* **READING TEXT**:

I was able to focus for the full 15 minutes, rarely drifting away from the beach scene in my mind or the sound of my breath. I’ve repeated this ritual every day since, finding myself on different sections of different beaches. Each time when I’m done, my mind is clear and relaxed. I feel wide-awake, focused, and calm.

Mallet says hypnosis works through the power of suggestion: “There is something about our minds in a hypnotic state: We believe our imagination. That can be very powerful. Athletes do it. They imagine themselves a gazelle or a porpoise.”

Tiger Woods is said to have improved his golf game with hypnosis. Hollywood star Matt Damon told Jay Leno one night that hypnosis helped him quit smoking. The less famous have turned to hypnosis, sometimes as a last resort, to help manage serious health concerns, from chronic pain to anxiety and depression. (Hypnosis should not be used in lieu of medical treatment.)

Daniel Handel, a physician at the National Institutes of Health and director of the Palliative and Hospice Medicine Fellowship, describes hypnosis as feeling similar to reading a good book or watching a movie that causes you to lose track of time. “You are in an altered state of consciousness,” he says. “You are deeply absorbed but responsive to suggestions.”

Handel sometimes uses hypnosis with cancer patients who feel nauseated during chemotherapy sessions. Just the thought of the sessions, the smell of the hospital, or the drive over can make some people feel sick. “It’s a learned response,” he says. “In hypnosis I can teach you to relax. I can teach you to put yourself in some place you like, on a trip, at home eating a meal with your family or your mother’s bread. You begin to feel more and more in control.”

* **INFORMATION SHOWN**:

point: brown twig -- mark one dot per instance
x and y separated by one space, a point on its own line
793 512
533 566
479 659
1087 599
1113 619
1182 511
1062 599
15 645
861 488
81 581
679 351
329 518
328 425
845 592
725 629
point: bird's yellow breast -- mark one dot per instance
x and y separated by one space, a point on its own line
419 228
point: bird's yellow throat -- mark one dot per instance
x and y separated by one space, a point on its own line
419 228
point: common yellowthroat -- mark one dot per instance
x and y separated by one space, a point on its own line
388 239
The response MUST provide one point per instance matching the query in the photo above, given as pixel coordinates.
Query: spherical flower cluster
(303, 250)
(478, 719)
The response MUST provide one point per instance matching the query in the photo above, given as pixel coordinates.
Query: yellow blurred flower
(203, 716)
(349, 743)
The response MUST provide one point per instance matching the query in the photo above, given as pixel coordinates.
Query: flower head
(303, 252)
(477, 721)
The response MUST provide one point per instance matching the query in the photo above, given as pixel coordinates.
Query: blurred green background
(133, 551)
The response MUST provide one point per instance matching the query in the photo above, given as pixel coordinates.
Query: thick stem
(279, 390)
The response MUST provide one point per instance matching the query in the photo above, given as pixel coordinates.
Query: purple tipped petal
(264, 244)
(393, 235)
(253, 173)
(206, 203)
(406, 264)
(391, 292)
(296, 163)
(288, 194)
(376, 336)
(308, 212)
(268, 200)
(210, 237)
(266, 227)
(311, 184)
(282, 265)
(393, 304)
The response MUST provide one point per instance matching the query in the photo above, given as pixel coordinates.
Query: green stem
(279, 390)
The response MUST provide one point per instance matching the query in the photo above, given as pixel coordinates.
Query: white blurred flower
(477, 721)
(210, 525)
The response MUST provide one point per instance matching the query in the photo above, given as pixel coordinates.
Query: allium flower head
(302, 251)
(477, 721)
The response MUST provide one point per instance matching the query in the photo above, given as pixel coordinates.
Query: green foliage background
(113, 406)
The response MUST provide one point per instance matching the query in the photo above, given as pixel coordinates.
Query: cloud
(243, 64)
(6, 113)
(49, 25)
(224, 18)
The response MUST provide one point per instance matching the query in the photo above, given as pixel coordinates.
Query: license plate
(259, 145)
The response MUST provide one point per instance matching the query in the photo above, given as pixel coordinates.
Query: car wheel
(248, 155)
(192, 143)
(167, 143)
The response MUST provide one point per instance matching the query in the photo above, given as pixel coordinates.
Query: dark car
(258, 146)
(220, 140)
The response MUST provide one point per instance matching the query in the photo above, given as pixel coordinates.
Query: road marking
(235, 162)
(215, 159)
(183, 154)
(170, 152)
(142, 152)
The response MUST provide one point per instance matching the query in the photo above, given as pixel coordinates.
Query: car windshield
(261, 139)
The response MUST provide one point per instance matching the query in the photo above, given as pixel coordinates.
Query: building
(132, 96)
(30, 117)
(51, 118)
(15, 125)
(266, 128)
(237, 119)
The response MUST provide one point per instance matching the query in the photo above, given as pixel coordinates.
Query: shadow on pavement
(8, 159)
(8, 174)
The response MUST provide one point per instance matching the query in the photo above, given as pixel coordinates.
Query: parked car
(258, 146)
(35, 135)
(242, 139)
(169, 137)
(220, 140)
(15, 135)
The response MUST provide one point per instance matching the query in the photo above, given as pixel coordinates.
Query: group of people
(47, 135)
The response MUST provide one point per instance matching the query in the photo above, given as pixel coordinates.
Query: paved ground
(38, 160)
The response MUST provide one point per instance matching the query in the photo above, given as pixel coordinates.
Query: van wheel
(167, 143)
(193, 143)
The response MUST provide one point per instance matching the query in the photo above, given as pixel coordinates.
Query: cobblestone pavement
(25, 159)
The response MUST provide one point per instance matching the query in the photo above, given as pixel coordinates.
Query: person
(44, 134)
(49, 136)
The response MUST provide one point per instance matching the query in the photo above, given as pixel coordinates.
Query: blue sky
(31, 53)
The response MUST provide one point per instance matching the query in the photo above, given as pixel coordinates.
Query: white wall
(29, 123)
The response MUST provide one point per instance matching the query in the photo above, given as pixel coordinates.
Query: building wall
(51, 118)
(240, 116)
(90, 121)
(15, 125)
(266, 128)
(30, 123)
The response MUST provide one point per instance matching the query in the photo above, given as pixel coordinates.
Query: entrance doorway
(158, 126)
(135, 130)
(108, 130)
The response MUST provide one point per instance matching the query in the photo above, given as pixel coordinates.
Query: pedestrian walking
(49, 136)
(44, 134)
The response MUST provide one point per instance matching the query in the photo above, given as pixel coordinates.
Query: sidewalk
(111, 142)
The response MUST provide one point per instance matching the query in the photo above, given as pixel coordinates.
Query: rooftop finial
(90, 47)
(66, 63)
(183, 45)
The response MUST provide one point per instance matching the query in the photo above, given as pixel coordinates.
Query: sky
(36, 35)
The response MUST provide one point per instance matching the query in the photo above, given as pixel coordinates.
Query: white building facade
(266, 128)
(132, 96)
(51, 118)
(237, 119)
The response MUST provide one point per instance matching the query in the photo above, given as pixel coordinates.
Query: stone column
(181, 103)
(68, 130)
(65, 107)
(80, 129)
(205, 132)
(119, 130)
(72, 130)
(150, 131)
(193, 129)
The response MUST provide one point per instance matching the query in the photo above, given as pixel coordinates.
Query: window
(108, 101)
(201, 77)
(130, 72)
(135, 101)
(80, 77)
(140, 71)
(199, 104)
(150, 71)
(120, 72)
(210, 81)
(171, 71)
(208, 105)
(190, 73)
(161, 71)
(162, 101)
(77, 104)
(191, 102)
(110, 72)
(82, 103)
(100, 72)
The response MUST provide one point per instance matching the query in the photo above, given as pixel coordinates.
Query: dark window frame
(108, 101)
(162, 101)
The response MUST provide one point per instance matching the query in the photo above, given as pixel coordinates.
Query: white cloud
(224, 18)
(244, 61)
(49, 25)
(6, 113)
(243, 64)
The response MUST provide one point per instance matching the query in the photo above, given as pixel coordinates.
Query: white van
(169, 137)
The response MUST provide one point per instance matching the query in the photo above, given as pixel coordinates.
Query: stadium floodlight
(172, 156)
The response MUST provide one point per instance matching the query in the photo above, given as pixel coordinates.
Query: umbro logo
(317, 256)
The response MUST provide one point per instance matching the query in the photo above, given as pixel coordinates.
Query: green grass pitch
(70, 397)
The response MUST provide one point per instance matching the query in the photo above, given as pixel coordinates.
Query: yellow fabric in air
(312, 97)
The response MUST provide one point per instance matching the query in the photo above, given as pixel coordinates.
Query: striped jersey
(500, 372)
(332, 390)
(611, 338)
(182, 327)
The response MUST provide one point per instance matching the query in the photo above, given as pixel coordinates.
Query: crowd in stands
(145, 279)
* * *
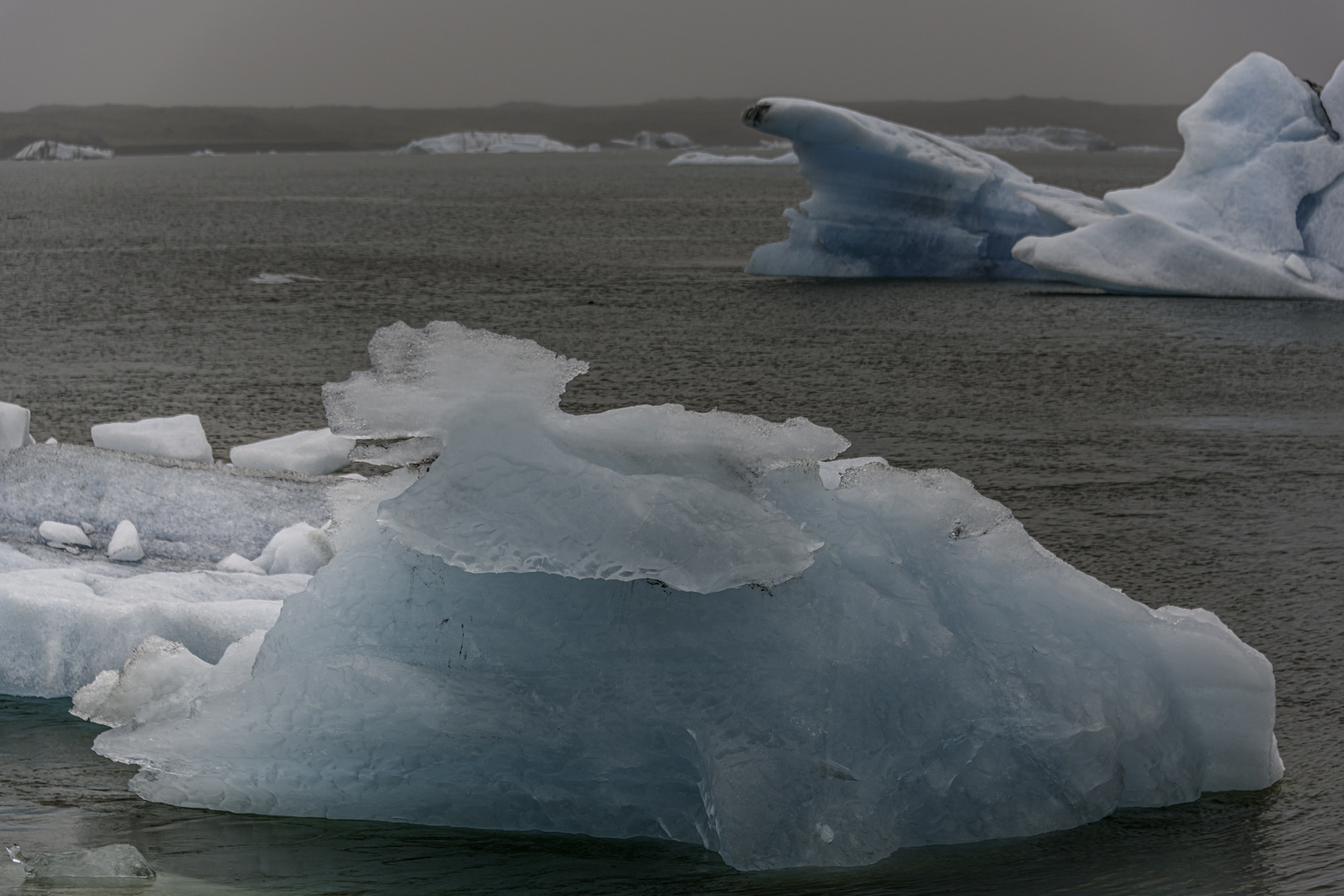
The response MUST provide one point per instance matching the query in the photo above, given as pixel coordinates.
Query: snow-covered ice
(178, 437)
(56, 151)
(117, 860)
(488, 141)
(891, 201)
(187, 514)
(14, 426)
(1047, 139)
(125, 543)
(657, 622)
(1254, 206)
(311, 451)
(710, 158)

* **ASSIGNMENT 1**: List every person named in the hypnosis text.
* **ASSIGNMENT 2**: For each statement, say whether the hypnosis text agrees and quote the words that decide it: (a) Matt Damon said hypnosis improved his golf game. (b) Daniel Handel works at the National Institutes of Health. (c) Hypnosis can take the place of medical treatment.
You won't need the rows for anything here.

* **RESPONSE AREA 1**: Mallet, Tiger Woods, Matt Damon, Jay Leno, Daniel Handel

* **RESPONSE AREA 2**:
(a) No: "Tiger Woods is said to have improved his golf game with hypnosis. Hollywood star Matt Damon told Jay Leno one night that hypnosis helped him quit smoking."
(b) Yes: "Daniel Handel, a physician at the National Institutes of Health"
(c) No: "Hypnosis should not be used in lieu of medical treatment."